EXERCISE DETAILS
Format the listing below as a CSV with the two columns text and answer. Give each piece of text its own row next to the points that answer it, put every field in quotes, and turn any line breaks into spaces. Leave the pictures out.

RECORDS TO PROCESS
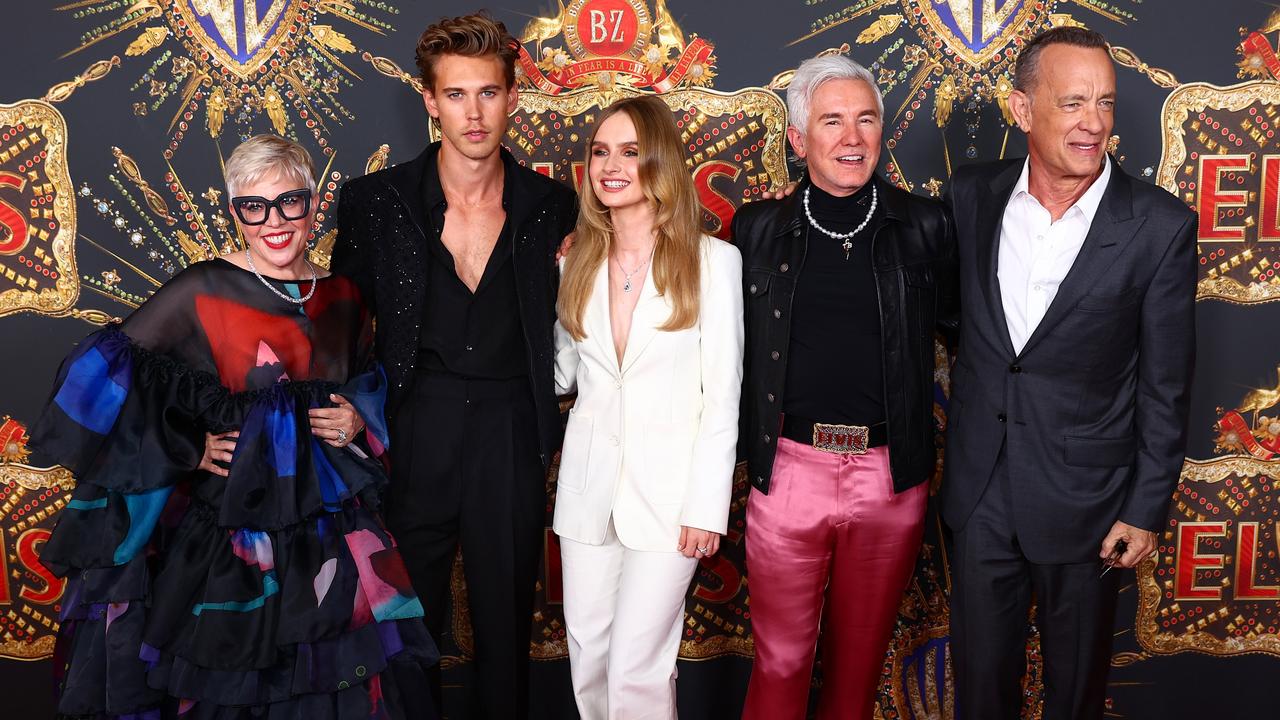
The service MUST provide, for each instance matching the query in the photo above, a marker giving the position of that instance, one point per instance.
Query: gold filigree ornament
(883, 26)
(1217, 141)
(225, 51)
(37, 212)
(1211, 584)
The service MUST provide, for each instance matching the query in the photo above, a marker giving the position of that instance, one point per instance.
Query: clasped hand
(336, 425)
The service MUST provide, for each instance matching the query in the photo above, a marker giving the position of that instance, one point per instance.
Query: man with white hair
(845, 281)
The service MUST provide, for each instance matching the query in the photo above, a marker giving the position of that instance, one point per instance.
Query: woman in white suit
(650, 336)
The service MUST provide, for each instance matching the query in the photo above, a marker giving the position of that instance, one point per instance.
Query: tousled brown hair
(1027, 69)
(677, 222)
(470, 36)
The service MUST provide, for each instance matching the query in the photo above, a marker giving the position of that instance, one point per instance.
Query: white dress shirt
(1036, 253)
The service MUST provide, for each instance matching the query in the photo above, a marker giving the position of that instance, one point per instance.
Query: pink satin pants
(831, 543)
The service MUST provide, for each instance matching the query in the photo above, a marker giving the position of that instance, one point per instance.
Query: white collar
(1087, 204)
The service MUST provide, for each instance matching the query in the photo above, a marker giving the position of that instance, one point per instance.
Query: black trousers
(991, 593)
(466, 470)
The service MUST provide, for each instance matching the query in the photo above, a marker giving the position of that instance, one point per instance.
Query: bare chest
(470, 236)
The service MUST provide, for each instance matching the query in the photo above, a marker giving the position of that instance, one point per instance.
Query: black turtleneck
(835, 370)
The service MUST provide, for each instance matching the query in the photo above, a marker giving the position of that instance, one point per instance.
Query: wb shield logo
(240, 35)
(976, 30)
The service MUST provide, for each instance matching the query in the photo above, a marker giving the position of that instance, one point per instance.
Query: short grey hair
(268, 155)
(816, 71)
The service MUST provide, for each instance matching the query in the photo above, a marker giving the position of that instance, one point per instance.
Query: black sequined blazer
(382, 246)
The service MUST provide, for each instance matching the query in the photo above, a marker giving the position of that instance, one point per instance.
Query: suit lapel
(649, 313)
(988, 247)
(1112, 227)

COMPLETE OUTPUT
text,answer
"The service MUST provide, for each instance matching the query in the photo above, a marker giving the position of that instance, one point per instance. Query: gold filigree ornament","(883, 26) (1217, 141) (225, 51) (37, 212) (1211, 584)"
"The service MUST provide, for each instance matching the query in the photo above, a marker giving the position of that instance, one point per instance. Query: clasped hand","(336, 425)"
"The service MUST provide, for each instance matching the query in the photo above, a marker giving the position of that instance, one point per instance. Query: man with white hair","(845, 281)"
"The service MUST provide, for each instance matching the query in the photo above, a marker giving the position of that instance, one point per instance. Query: woman in white suit","(650, 336)"
"The service MUST provide, for each instance matching the query in the photo above, a marker giving the position of that instance, one point per instance. Query: tousled brown hair","(1027, 69) (677, 222) (470, 36)"
"The service MUST provide, for each instance matching the query in the photo above, a marker giving the position of that instance, one point per instance. Query: white dress shirt","(1036, 253)"
"The service MUST provide, for each instance matching the query in the photo above, a marker giving the position of that instance, one point per instance. Query: pink satin pants","(831, 543)"
"The service MUST provide, for each instance matching the query in the photo above, a marker giving the position of that instance, one point per instance. Query: white collar","(1087, 204)"
"The service MUST provide, for each instance matching the query in the photo above, a marker giving the position of that instance, one point per instance. Query: black trousers","(991, 593) (466, 470)"
"The service MUST provide, for each instance matching the query in the photo above, a marker giving the position of that instance, one point per instance. Query: bare chest","(470, 236)"
"The service MUST provide, for each instance matching the query in the photo above, a marker giving the position of that instance, one point per instance. Query: black turtleneck","(835, 370)"
"The service MUST provide, for each instance matching the query in the photo above, a marker giving the position of that instance, one point per instance. Query: wb shield logo","(240, 35) (976, 30)"
"The service MUST provide, for each instance matching the query in the photo above, a marker giving the position of that instance, one point per instance. Query: short grey hair","(268, 155) (816, 71)"
"The service MUST provide, for each instance matching the query in the photo above, a marker giving the position of that instance, one point per instance. Query: black sequined blazer","(382, 246)"
"The service MUST provide, for each instance matching the query in the photo above, a marker giving the position of that instance, one point per instance. Query: suit lapel","(649, 313) (988, 247) (1112, 227)"